### MATERIAL SHOWN ###

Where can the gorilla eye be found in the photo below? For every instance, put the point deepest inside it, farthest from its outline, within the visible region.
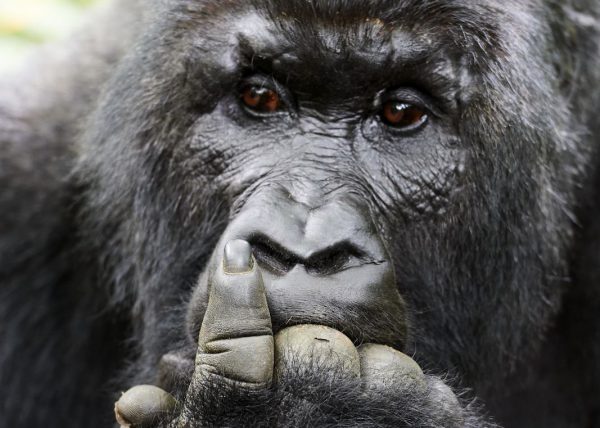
(261, 99)
(403, 115)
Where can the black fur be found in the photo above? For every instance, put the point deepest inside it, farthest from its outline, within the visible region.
(111, 202)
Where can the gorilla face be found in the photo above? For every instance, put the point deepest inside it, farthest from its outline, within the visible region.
(393, 169)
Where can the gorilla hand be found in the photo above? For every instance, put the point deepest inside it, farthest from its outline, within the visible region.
(305, 375)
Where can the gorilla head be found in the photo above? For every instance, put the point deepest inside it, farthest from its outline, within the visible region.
(404, 172)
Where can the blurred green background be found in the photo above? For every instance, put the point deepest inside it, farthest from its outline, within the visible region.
(26, 23)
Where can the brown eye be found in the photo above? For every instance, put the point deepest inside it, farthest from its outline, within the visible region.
(261, 99)
(403, 115)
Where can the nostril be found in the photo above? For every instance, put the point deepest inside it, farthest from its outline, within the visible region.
(279, 260)
(333, 259)
(272, 256)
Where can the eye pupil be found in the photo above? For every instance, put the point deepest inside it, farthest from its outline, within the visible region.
(261, 99)
(403, 115)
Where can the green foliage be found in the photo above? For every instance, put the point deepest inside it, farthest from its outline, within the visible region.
(26, 23)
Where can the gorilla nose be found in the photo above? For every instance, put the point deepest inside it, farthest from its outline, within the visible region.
(279, 259)
(322, 263)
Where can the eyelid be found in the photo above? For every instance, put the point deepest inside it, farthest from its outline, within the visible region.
(410, 96)
(271, 83)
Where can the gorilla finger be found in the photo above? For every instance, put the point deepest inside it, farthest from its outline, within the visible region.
(236, 338)
(383, 366)
(144, 406)
(314, 349)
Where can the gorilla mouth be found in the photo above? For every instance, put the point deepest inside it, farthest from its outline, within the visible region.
(347, 286)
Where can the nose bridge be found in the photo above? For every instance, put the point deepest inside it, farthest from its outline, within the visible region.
(303, 219)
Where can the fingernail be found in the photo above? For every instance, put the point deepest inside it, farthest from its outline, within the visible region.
(237, 257)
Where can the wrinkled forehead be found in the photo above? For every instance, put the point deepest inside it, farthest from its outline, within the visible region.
(361, 33)
(370, 28)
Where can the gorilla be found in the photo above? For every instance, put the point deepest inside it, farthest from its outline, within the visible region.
(304, 213)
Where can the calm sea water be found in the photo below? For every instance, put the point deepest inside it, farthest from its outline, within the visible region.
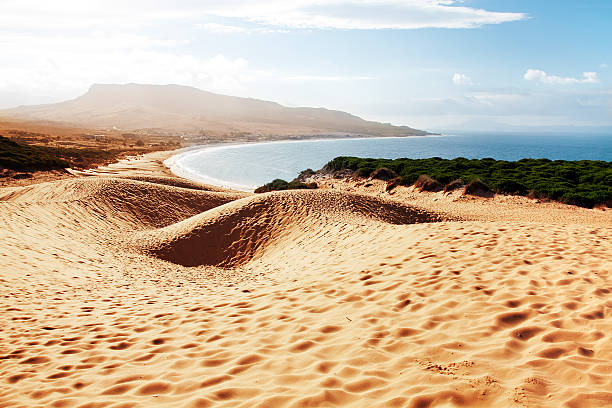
(250, 165)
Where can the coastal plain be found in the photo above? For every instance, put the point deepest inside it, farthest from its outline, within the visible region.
(128, 287)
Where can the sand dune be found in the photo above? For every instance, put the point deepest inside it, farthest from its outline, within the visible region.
(297, 299)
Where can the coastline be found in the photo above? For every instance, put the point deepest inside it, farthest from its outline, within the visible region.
(131, 286)
(182, 172)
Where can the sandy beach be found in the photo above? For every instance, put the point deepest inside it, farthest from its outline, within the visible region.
(130, 287)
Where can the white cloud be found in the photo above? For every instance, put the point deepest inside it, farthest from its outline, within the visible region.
(358, 14)
(221, 28)
(326, 78)
(317, 14)
(36, 71)
(461, 79)
(539, 75)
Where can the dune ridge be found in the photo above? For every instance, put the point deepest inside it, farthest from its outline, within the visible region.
(326, 298)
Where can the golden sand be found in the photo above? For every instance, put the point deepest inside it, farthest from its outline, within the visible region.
(136, 289)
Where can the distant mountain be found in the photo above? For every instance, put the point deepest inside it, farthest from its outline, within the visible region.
(174, 108)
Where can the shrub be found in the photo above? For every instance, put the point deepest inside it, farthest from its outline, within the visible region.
(280, 185)
(478, 188)
(582, 182)
(453, 185)
(426, 183)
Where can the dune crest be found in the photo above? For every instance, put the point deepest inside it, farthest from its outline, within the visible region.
(315, 298)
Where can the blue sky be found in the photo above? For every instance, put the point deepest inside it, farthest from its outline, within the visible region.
(423, 63)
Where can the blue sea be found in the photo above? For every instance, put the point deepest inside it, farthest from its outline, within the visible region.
(247, 166)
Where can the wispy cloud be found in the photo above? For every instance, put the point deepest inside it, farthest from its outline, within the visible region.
(313, 14)
(362, 15)
(327, 78)
(462, 79)
(541, 76)
(221, 28)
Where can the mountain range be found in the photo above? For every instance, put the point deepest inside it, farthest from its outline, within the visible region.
(183, 109)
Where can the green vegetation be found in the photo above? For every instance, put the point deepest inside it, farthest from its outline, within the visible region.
(279, 184)
(585, 182)
(23, 157)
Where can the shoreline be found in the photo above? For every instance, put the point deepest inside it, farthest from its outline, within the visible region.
(181, 172)
(132, 286)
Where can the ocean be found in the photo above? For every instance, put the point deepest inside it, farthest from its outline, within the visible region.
(248, 166)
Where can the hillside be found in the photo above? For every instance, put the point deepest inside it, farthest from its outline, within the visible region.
(174, 108)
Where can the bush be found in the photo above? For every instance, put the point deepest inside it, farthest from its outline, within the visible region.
(426, 183)
(280, 184)
(583, 182)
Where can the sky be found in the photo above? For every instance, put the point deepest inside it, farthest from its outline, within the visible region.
(423, 63)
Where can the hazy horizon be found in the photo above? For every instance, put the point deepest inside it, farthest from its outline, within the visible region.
(426, 64)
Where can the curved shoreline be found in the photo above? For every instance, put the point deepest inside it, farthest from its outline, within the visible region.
(180, 171)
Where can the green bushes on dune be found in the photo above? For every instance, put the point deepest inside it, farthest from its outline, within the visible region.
(584, 182)
(279, 184)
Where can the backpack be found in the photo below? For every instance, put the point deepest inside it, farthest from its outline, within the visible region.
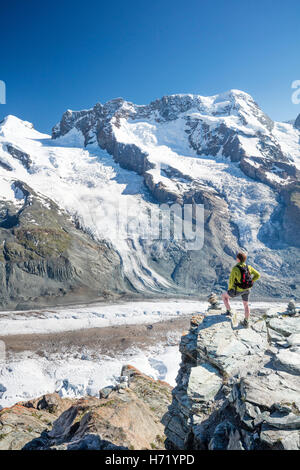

###

EXERCISE =>
Display every line of the items above in which the word "shoreline" appears.

EXERCISE ANSWER =>
Where can the shoreline be found in the photo above? For every instance, put the point deepest inside it, farthest from its outline, within the visible region.
Where can the curved shoreline be found in the photo above? For every instance, put the point deepest inside it, farthest from its outline, within the visible region.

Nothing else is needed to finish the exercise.